Short exercise =>
Please repeat the items word for word, starting with their first line and going on through the line with "59, 499, 137, 566", including that line. Leave the pictures out of your answer.
-------- Provided entries --------
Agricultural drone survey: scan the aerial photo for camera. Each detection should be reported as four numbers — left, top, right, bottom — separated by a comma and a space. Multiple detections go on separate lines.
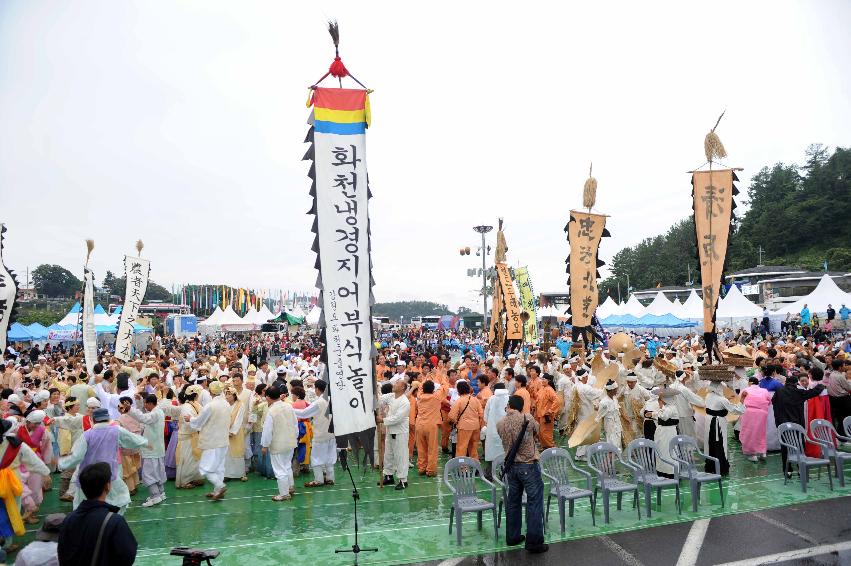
169, 546, 219, 566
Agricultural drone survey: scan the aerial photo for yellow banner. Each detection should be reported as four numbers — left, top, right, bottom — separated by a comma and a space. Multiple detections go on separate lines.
514, 267, 538, 342
496, 263, 523, 340
567, 210, 606, 327
691, 169, 734, 332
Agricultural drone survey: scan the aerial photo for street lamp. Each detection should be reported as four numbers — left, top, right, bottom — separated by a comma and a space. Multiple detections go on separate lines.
473, 225, 493, 330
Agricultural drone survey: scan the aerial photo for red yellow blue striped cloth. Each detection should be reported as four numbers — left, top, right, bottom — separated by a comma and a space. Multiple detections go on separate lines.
307, 88, 371, 135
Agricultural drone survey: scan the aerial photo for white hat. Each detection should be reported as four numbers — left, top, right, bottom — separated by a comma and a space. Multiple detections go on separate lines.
27, 410, 47, 423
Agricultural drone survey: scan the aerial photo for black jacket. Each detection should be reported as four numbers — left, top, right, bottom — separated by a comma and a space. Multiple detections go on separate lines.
771, 384, 824, 429
59, 499, 137, 566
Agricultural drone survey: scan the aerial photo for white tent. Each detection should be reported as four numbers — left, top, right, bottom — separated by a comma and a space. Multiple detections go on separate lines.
597, 297, 620, 320
257, 305, 275, 323
776, 273, 851, 314
242, 307, 266, 324
622, 295, 645, 318
304, 305, 322, 326
198, 306, 224, 326
644, 291, 674, 316
671, 299, 683, 318
677, 289, 703, 320
715, 285, 762, 321
218, 305, 257, 332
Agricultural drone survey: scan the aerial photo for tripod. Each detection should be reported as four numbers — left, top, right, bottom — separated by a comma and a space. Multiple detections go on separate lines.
334, 448, 378, 565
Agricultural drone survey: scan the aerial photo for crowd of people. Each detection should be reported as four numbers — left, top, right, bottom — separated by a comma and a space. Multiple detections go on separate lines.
0, 322, 851, 563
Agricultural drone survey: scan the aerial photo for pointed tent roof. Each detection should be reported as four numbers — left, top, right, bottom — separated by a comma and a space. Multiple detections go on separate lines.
218, 305, 256, 330
304, 305, 322, 326
57, 302, 81, 326
671, 298, 683, 318
622, 295, 645, 317
199, 306, 224, 326
715, 285, 762, 319
644, 291, 674, 316
777, 273, 851, 314
678, 289, 703, 319
597, 296, 620, 320
257, 305, 275, 323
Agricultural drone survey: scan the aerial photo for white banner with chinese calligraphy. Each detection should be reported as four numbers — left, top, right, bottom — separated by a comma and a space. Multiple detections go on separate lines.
83, 267, 98, 376
565, 210, 609, 329
0, 224, 18, 355
514, 267, 538, 342
496, 263, 523, 340
305, 88, 375, 437
115, 255, 151, 362
692, 169, 738, 333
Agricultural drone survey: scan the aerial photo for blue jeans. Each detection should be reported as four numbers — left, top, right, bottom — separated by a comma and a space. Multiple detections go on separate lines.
505, 462, 544, 548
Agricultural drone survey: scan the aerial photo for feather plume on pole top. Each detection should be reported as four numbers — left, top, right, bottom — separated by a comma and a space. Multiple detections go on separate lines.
703, 110, 727, 166
582, 163, 597, 212
86, 239, 95, 265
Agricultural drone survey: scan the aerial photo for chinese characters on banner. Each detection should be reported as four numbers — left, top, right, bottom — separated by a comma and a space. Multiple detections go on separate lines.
83, 267, 98, 375
567, 210, 606, 328
494, 263, 523, 340
308, 88, 375, 437
115, 255, 151, 362
0, 224, 18, 354
514, 267, 538, 342
692, 169, 738, 332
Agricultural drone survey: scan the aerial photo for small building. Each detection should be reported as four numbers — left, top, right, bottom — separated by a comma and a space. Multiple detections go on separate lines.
759, 271, 851, 310
725, 265, 804, 308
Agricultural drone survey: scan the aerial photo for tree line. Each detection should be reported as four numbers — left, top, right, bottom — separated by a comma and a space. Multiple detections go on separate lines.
599, 145, 851, 300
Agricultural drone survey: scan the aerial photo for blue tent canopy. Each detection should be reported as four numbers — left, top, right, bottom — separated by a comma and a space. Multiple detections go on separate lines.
6, 322, 35, 342
600, 314, 697, 328
26, 322, 47, 340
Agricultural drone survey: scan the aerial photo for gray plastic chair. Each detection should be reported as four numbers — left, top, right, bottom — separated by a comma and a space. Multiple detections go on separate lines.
443, 458, 499, 546
668, 434, 724, 513
541, 448, 597, 534
587, 442, 641, 523
626, 438, 682, 517
491, 454, 547, 532
777, 423, 833, 493
810, 419, 851, 487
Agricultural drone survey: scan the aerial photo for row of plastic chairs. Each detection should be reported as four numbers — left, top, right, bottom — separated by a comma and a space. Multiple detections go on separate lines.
777, 416, 851, 493
443, 436, 724, 545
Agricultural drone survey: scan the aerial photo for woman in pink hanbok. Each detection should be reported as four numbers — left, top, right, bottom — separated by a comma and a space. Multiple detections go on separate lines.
739, 377, 771, 462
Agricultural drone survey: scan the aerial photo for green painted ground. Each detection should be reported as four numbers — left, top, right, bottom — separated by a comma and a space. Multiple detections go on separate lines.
27, 444, 851, 566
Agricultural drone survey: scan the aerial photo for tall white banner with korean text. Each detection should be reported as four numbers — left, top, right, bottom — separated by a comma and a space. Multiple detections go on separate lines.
115, 255, 151, 362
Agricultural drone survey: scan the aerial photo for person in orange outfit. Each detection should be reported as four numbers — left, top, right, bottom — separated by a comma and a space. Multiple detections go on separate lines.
449, 381, 483, 460
514, 375, 532, 413
440, 369, 458, 454
537, 373, 561, 450
523, 364, 547, 420
414, 380, 443, 477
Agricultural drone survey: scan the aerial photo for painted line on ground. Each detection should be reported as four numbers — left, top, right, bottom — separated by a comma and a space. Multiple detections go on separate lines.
717, 541, 851, 566
751, 512, 819, 544
677, 519, 711, 566
600, 536, 644, 566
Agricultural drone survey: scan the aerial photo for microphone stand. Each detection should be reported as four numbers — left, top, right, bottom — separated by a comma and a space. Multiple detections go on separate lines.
334, 448, 378, 565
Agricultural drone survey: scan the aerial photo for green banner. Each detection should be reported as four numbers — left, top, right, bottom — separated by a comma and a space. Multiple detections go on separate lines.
514, 267, 538, 342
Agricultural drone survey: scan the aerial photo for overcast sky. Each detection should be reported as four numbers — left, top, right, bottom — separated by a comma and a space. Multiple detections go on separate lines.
0, 0, 851, 310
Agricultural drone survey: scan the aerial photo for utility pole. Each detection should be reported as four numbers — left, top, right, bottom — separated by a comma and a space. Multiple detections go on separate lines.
473, 225, 493, 331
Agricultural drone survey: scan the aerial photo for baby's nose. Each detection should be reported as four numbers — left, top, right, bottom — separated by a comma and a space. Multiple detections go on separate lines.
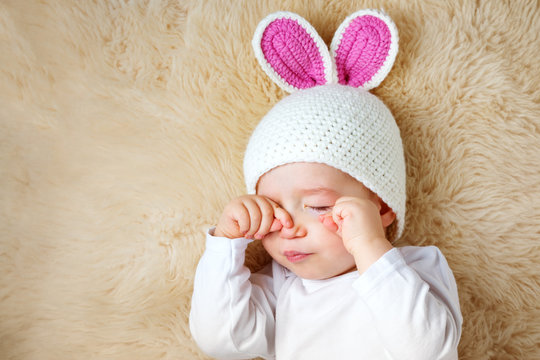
279, 221, 307, 239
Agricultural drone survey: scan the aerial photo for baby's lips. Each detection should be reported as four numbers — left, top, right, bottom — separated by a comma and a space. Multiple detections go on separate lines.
319, 214, 339, 232
270, 219, 283, 232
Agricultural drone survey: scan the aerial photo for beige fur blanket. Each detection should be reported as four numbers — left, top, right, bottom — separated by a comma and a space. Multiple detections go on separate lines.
0, 0, 540, 360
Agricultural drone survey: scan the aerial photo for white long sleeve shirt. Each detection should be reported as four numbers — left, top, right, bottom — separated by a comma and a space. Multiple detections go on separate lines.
190, 235, 462, 360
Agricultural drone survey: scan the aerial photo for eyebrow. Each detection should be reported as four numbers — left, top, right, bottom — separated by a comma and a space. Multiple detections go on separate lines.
302, 186, 338, 195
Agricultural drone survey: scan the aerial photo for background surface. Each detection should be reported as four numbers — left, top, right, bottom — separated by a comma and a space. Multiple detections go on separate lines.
0, 0, 540, 359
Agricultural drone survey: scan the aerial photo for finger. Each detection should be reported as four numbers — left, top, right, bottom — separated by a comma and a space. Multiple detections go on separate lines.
239, 198, 262, 239
319, 214, 339, 232
227, 203, 249, 237
254, 197, 275, 239
260, 198, 293, 231
274, 207, 293, 228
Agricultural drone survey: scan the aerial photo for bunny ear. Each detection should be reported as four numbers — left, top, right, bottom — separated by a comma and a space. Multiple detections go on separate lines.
330, 10, 398, 90
252, 11, 335, 92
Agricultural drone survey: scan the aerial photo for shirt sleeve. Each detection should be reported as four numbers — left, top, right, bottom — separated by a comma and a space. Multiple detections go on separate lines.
353, 246, 463, 360
189, 234, 276, 359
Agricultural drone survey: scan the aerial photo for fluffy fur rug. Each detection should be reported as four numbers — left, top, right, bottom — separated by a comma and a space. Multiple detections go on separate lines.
0, 0, 540, 359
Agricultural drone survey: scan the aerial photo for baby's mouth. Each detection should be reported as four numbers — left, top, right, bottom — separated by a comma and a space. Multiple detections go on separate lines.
283, 251, 312, 263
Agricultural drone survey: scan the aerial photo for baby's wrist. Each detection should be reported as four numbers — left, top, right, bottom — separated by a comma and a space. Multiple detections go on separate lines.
350, 237, 393, 273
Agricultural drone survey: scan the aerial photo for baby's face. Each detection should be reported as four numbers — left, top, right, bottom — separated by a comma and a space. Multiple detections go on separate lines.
257, 163, 373, 279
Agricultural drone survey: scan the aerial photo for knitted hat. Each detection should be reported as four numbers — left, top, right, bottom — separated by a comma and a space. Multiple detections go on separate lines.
244, 10, 406, 240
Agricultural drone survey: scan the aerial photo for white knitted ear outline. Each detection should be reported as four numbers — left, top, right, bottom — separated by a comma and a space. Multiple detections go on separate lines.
330, 9, 399, 90
252, 11, 337, 93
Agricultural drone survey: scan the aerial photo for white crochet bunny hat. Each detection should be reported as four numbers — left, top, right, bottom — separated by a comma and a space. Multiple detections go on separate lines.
--------
Solution for this problem =>
Agricultural drone survey: scan the aerial photo for camera. Each detection should be reported as four numbers — left, top, right, bottom — separated by a comma and a space. Multiple detections go on separate lines.
169, 546, 219, 566
Agricultural drone survey: scan the aerial photo for yellow banner. Each detection should be reported as four numbers — left, top, right, bottom — separated by a comma and a space. Multiple detections go on separate lines.
514, 267, 538, 342
496, 263, 523, 340
567, 210, 606, 327
691, 169, 734, 332
Agricultural drone survey: scan the aerial photo for street lamp. Each detection should be reported as four numbers — left, top, right, bottom — separated by a comma and a space. Multiple detections go on separate lines.
473, 225, 493, 330
Agricultural drone survey: scan the aerial photo for red yellow blue striped cloth. Each detection should be reported as four numbers — left, top, right, bottom — separated by a comma and a space. Multiple detections go on separate lines.
307, 88, 371, 135
Agricultural drone survey: scan the aerial photo for white hat. Each detection should be reported as four numbers — left, top, right, bottom — separated by a comma and a space. Multiple detections go on separate lines.
27, 410, 47, 423
Agricultural drone survey: scan the aerial photo for black jacket. Each detection should be reported as four numbers — left, top, right, bottom — separated by a comma and a space. Multiple detections go on separate lines.
771, 384, 824, 429
59, 499, 137, 566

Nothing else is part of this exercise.